* EXCERPT TO READ *
....
Moreover, TE-containing lncRNAs control the expression of protein-coding genes through diverse posttranscriptional mechanisms. In contrast to the generation of miRNAs, TEs in some lncRNAs function as competing endogenous RNAs (ceRNAs, also called miRNA sponges) that recruit miRNAs with a complementary sequence from their recognition element in an mRNA, thereby stabilizing the target mRNA. For example, long intergenic non-protein-coding RNA, regulator of reprogramming (Linc-RoR), which is derived from human endogenous retrovirus H (HERV-H), is reported to protect the mRNAs of pluripotency-associated core transcription factors (octamer-binding transcription factor 4 (OCT4), SRY (sex determining region Y)-box 2 (SOX2), and NANOG) from miR-145-mediated degradation in self-renewing ESCs [111] (Fig. 2E). Recently, a primate-specific transcript isoform of the conserved protein coding gene cytochrome P450, family 20, subfamily A, polypeptide 1 (CYP20A1) was found to be untranslated and hence considered an lncRNA (CYP20A1_Alu-LT), harboring a stretch of Alu sequences at the 3’UTR to form a potential miRNA sponge [112]. The 9 miRNAs corresponding to CYP20A1_Alu-LT expression in primary human neurons are deduced to have mRNA targets involved in tissue-specific processes of blood coagulation and neuron development. Other cancer-relevant TE-lncRNAs modulate signaling pathways by competing for the miRNAs that target mRNAs encoding the related proteins; for example, the lncRNA hepatocellular carcinoma up-regulated long non-coding RNA (HULC, consisting of LTR-mammalian LTR transposon 1 A (MLT1A)) is expressed at high levels in liver cancer, and BRAF-activated nonprotein coding RNA (BANCR, consisting of LTR-MER41B) has been shown to act as a sponge for miR-372 to derepress protein kinase cAMP-activated catalytic subunit beta (PRKACB) and for miR-338-3p to derepress insulin-like growth factor 1 receptor (IGF1R) in esophageal squamous cell carcinoma [113,114,115].
....
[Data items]

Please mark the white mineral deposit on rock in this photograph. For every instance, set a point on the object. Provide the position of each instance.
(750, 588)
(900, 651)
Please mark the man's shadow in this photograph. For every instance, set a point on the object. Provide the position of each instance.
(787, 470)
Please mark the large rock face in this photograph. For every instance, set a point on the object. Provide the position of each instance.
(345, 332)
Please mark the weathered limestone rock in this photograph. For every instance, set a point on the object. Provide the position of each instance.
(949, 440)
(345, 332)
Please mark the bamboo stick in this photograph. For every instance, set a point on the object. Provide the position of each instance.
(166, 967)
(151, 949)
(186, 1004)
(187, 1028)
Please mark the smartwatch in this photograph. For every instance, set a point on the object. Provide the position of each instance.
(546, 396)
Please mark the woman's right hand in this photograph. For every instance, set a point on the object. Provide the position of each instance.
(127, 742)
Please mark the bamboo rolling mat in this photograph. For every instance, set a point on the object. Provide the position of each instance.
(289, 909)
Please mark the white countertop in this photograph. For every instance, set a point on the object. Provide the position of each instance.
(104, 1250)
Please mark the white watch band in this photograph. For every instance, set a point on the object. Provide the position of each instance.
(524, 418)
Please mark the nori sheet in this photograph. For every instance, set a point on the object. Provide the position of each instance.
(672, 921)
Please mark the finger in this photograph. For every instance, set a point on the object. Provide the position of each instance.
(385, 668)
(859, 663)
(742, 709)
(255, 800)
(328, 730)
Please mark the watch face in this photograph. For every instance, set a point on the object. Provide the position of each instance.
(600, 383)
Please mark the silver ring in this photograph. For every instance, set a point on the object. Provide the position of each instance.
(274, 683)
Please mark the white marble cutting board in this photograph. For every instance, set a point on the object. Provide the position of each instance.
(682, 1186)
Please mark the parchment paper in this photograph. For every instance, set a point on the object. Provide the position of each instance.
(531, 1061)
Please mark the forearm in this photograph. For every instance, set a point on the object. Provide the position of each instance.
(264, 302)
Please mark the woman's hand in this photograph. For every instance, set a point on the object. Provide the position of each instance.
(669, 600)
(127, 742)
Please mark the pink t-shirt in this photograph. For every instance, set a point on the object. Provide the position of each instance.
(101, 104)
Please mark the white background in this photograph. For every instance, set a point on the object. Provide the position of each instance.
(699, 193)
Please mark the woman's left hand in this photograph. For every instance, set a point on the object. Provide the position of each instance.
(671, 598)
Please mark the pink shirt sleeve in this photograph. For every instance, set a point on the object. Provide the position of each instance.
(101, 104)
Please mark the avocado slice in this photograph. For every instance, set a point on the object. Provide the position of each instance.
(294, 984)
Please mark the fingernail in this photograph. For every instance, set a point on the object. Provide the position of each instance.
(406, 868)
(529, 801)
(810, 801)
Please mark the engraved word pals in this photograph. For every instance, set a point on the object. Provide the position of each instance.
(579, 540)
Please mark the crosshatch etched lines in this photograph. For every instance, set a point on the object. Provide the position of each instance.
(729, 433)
....
* WHAT THIS EXERCISE ASKS *
**a.** List every lncRNA that the passage on TE-containing lncRNAs names.
**b.** Write the next part of the passage on TE-containing lncRNAs, starting after its final sentence.

* ANSWERS FOR THE EXERCISE *
**a.** Linc-RoR, CYP20A1_Alu-LT, HULC, BANCR

**b.**
SINEUP, a type of lncRNA containing SINE elements that upregulate the translation of target mRNAs, is a bipartite antisense RNA with one effector domain containing the SINE element and an RNA-binding domain to recognize the target mRNA by complementary pairing with the 5’ end sequence surrounding the AUG start codon. The underlying mechanism was recently suggested: the SINE element domain contributes to the recruitment of the RNA binding proteins polypyrimidine tract-binding protein 1 (PTBP1) and heterogeneous nuclear ribonucleoprotein K (HNRNPK), leading to the translocation of the paired lncRNA and target mRNA into the cytoplasm to facilitate the assembly of translational initiation complexes [116]. A lncRNA antisense to mouse ubiquitin carboxy-terminal hydrolase L1 (Uchl1) containing the SINEUP feature has been identified. It increases the translation of Uchl1/Park5, which is essential for brain function and particularly for neuron maintenance [117] (Fig. 2D, right panel). Moreover, a human SINEUP lncRNA discovered in the brain transcriptome was shown to upregulate the translation of protein phosphatase 1 regulatory subunit 12A (PPP1R12A), a downstream effector of inhibitory glutamate receptor delta-1 (GluD1), in postsynaptic cortical pyramidal neurons [118]. This unique regulatory function of TE-containing lncRNAs has recently prompted scientists to design and apply synthetic SINEUP to increase the translation of proteins of interest [119].

One type of TE-containing lncRNA is involved in mRNA degradation, specifically through the Staufen-mediated mRNA decay (SMD) mechanism [120, 121]. STAU (Staufen protein) binds to double-stranded RNA that is formed by imperfect base pairing between an Alu element in the 3’UTR of the target mRNA and another Alu element within a lncRNA (named half-STAU1-binding site RNA, ½-sbsRNA) to elicit the SMD mechanism by recruiting up-frameshift suppressor 1 (UPF1) and UPF2, the core factors in the mRNA degradation pathway. Examples of development-relevant ½-sbsRNA lncRNAs in humans include lncRNAs that target the mRNA of PAX3 (encoding the myogenesis inhibitor paired box gene 3), which is implicated in myogenesis [122], lncRNAs that target the Krüppel-like factor 2 (KLF2) mRNA (the KLF2 protein, in turn, negatively regulates the adipogenic gene PPARγ) in adipogenesis [123], and lncRNAs involved in mouse myogenesis [124], with SINE B1, B2, and B4 subfamilies (except for the primate-specific Alu) among the putative mouse ½-sbsRNAs targeting the 3’UTRs of several mRNAs for degradation (Fig. 2C).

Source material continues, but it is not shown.